-- begin --
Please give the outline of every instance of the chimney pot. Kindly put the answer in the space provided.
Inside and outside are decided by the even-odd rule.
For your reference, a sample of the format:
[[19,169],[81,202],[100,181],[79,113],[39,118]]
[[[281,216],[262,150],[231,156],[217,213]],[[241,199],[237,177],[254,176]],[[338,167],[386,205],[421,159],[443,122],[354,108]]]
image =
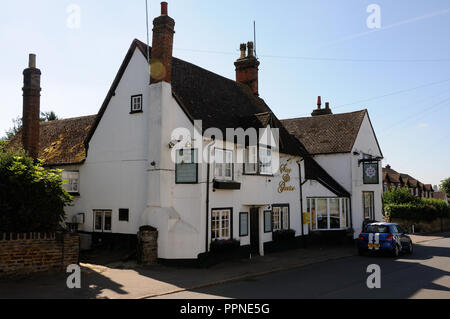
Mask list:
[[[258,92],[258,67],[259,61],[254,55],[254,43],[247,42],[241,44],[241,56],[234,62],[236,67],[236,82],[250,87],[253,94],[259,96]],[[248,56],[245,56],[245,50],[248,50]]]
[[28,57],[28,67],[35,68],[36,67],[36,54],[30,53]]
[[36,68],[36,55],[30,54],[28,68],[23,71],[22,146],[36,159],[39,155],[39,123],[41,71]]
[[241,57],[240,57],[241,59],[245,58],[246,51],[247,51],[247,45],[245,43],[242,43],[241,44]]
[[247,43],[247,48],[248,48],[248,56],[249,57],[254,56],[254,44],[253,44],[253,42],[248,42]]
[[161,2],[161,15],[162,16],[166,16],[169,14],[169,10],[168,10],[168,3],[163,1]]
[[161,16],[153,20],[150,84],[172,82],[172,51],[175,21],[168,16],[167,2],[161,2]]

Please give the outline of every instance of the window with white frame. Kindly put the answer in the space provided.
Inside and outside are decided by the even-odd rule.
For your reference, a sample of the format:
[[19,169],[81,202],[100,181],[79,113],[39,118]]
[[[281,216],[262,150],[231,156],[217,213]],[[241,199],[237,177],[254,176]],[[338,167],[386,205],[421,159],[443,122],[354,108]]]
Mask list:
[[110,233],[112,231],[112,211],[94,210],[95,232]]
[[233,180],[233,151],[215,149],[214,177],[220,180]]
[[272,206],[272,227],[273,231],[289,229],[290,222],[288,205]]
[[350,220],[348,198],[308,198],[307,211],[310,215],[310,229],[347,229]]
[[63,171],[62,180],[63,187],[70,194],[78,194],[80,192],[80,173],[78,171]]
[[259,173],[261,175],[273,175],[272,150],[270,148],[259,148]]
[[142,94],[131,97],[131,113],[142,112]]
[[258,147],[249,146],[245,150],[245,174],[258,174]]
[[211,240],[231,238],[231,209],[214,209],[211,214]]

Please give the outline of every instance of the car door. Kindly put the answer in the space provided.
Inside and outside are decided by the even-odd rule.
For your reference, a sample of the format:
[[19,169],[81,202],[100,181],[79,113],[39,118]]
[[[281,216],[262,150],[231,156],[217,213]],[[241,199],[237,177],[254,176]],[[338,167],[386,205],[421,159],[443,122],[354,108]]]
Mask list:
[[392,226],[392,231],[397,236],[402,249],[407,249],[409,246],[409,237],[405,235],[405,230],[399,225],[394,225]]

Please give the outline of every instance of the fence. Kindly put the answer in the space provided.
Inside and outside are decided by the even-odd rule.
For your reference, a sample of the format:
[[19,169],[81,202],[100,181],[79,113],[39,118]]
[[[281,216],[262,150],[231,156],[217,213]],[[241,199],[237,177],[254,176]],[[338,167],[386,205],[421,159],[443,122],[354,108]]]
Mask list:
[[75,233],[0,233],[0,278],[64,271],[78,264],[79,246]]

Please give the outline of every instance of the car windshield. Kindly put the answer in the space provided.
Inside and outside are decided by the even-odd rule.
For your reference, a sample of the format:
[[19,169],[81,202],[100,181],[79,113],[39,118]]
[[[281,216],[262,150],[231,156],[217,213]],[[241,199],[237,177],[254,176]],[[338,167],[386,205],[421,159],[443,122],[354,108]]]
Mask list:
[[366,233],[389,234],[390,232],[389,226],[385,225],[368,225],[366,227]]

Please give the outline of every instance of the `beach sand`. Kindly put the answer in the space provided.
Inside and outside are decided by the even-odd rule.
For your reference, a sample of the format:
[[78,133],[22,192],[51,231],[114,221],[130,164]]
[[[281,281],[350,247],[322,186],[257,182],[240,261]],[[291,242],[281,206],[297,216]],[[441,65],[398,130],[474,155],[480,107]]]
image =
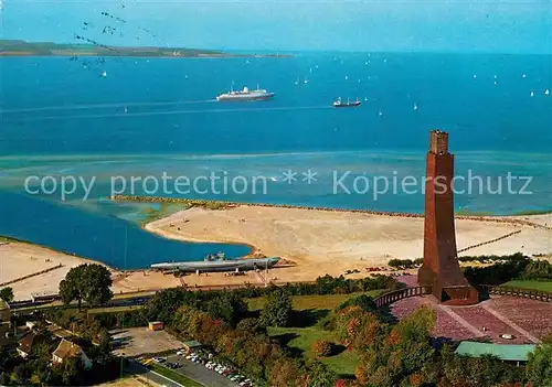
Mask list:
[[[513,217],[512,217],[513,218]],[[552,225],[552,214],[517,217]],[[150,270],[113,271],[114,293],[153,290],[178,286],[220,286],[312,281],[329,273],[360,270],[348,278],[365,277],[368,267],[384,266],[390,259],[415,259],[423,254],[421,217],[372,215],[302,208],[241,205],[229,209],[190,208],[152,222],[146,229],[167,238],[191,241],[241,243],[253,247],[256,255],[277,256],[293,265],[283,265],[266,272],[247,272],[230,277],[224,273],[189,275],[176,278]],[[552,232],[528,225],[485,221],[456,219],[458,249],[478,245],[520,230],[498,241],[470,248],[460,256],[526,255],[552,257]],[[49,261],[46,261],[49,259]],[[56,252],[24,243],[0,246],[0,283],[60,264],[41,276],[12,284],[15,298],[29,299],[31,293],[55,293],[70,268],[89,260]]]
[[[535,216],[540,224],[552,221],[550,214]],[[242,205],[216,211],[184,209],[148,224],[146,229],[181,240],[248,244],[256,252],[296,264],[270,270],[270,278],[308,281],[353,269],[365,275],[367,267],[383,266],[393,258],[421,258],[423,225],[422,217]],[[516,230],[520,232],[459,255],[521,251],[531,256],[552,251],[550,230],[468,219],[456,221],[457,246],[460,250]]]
-- end --
-- begin --
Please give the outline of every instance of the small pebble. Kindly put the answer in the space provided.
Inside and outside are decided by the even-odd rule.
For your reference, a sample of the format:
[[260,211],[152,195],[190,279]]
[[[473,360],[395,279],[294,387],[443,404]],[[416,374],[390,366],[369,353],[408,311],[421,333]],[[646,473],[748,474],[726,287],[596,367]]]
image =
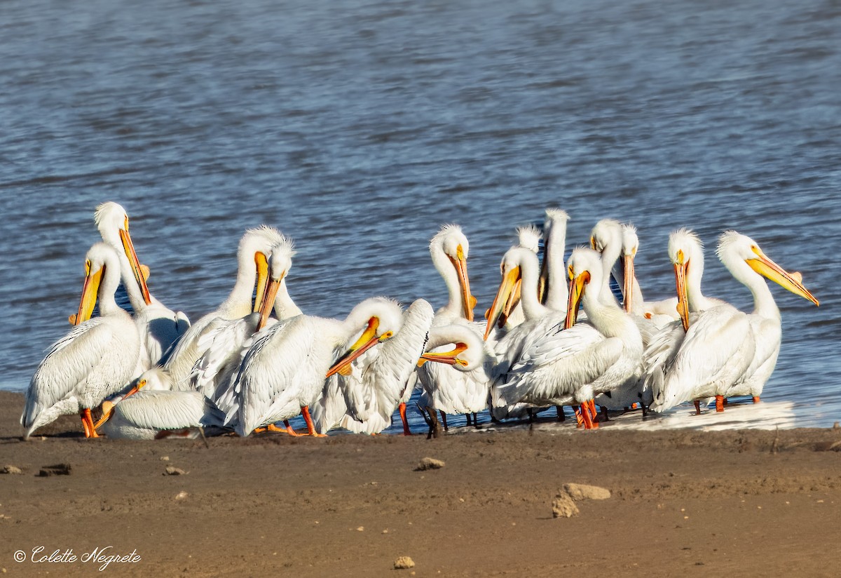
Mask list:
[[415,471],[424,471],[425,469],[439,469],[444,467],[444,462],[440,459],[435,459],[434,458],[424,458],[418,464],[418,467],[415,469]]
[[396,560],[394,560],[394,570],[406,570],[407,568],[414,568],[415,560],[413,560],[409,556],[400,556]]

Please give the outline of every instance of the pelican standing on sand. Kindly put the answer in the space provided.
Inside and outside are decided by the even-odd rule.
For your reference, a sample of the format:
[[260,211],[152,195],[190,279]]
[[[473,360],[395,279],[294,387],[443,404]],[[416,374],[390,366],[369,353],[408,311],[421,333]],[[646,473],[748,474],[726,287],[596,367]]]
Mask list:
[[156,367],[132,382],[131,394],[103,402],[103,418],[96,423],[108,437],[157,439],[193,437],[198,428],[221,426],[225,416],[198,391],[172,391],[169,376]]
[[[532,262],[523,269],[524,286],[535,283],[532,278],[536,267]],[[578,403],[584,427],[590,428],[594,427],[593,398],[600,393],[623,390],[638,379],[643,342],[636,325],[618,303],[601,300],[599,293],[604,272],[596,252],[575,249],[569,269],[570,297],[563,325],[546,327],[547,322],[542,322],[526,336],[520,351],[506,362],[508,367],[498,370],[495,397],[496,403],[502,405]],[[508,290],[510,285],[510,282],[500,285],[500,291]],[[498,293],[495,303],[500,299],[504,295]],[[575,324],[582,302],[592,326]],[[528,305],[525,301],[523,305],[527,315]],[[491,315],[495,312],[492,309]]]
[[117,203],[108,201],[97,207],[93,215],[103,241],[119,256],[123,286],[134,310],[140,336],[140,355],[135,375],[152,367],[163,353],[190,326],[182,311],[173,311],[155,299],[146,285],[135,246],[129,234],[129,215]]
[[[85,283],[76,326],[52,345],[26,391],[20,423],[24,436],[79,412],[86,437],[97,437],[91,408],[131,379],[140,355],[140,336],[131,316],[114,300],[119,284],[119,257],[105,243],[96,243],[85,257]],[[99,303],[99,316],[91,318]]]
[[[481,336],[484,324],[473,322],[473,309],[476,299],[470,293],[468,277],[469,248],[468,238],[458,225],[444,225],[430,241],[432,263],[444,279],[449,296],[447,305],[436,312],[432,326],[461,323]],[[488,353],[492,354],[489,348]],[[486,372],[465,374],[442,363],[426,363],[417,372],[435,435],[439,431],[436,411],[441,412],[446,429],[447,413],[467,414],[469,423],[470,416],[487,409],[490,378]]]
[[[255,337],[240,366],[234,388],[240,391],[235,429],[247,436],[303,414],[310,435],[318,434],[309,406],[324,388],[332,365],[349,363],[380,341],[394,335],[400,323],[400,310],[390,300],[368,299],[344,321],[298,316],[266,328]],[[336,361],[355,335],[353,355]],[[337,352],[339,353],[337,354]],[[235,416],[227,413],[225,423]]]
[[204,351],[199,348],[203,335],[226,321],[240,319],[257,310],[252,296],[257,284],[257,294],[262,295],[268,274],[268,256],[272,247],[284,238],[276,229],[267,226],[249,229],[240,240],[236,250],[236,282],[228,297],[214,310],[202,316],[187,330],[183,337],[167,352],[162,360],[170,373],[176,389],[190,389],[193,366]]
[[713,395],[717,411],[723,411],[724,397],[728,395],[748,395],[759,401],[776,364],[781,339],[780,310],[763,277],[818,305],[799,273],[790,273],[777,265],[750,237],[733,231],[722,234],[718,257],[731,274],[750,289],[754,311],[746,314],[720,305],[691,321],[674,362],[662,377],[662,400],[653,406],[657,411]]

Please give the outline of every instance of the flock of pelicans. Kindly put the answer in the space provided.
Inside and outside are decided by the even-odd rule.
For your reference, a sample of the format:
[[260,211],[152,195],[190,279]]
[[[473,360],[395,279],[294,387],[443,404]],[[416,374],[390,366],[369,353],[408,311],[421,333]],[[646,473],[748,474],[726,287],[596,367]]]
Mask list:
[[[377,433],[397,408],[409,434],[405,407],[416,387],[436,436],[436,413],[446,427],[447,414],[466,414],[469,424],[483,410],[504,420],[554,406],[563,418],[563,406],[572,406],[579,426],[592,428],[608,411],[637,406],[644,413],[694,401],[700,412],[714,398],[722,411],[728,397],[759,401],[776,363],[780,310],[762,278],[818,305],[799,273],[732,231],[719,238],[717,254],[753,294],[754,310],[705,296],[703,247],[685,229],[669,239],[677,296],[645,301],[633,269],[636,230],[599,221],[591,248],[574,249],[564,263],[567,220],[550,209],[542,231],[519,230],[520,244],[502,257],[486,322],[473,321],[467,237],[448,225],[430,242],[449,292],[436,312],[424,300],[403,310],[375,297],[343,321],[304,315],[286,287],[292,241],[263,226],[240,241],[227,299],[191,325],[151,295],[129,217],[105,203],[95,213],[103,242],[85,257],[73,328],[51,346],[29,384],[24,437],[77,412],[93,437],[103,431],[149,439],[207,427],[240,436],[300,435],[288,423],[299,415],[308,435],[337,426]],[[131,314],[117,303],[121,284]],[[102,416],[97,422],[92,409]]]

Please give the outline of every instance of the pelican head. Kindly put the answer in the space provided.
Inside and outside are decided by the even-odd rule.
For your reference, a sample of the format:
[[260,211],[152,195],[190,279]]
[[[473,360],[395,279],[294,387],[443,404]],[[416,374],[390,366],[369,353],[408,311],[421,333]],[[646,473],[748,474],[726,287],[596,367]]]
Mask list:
-- end --
-- begin --
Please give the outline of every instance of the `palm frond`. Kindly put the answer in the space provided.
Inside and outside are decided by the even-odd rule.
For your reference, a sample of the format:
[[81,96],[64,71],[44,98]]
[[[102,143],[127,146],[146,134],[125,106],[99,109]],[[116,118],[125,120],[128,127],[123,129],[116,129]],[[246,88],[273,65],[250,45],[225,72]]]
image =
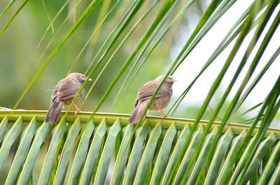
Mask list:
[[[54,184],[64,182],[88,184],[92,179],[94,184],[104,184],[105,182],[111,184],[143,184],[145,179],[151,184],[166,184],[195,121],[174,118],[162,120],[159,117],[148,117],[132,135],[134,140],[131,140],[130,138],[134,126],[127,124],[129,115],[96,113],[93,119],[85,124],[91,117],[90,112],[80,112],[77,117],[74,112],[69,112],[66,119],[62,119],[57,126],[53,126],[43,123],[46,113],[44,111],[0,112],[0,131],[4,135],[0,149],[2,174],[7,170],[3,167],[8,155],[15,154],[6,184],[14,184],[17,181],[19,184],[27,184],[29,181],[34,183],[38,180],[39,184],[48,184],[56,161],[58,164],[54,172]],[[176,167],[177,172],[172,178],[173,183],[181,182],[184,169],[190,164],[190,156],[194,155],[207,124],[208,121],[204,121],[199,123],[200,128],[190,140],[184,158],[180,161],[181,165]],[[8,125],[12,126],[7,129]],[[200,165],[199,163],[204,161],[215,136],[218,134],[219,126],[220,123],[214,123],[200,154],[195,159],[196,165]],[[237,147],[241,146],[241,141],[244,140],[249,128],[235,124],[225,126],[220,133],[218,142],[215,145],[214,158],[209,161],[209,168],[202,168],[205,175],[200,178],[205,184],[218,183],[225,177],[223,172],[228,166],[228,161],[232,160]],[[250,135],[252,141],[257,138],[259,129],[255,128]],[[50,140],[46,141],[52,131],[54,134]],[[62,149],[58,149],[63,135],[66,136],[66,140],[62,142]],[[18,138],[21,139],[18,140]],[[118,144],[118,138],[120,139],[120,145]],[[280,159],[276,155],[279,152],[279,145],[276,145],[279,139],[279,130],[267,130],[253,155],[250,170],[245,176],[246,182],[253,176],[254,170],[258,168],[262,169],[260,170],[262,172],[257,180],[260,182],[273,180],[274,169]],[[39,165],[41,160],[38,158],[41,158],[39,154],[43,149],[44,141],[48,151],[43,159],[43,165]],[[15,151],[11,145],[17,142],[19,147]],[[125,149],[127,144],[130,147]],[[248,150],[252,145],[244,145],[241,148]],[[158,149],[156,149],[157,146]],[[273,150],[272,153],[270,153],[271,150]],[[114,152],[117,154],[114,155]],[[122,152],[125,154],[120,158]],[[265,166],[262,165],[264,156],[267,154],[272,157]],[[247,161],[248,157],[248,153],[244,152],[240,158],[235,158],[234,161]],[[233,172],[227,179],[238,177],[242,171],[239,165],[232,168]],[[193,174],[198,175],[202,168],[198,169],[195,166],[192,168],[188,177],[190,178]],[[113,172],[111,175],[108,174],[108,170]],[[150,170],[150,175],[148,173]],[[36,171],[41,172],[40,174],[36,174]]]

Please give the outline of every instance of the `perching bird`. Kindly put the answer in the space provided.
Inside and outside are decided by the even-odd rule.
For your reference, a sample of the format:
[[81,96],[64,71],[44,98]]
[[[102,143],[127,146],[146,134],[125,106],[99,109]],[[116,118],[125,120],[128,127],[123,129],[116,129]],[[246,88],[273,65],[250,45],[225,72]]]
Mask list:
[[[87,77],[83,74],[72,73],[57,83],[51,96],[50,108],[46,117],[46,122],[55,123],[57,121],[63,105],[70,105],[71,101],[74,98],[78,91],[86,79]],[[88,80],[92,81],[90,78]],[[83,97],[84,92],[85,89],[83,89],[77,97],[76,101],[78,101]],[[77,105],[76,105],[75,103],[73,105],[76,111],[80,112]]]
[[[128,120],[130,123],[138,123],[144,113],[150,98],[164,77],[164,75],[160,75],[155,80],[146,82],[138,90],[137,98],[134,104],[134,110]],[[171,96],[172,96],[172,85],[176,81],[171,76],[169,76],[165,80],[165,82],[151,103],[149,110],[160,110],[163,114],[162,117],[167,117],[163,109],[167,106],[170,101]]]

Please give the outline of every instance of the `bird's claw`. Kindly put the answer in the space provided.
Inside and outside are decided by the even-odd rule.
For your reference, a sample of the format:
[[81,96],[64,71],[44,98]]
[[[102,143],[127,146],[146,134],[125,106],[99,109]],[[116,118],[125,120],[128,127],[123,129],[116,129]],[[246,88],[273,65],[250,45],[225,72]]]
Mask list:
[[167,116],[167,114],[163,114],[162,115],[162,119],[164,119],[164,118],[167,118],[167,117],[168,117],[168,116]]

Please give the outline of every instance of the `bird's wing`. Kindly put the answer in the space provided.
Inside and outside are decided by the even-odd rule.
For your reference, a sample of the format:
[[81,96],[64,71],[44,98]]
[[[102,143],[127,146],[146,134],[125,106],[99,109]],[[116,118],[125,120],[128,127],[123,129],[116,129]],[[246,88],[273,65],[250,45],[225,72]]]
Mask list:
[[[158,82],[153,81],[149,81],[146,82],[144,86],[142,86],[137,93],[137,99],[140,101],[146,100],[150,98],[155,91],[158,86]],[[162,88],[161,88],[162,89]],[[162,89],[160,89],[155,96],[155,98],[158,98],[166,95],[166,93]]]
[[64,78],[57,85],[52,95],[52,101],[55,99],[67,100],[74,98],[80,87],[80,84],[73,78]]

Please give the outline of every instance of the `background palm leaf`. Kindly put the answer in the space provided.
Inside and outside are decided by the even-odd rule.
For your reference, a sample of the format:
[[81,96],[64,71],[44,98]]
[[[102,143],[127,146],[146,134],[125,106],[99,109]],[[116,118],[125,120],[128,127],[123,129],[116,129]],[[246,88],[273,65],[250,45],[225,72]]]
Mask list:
-- end --
- [Your objective] Pull out every line of the data above that contains the word "sand", matching case exactly.

- [Written solution]
Please give the outline of every instance of the `beach sand`. Kindly put the answer in the space provided.
Please give the outline of every instance of the pelican standing on sand. Kindly put the answer in the space provided.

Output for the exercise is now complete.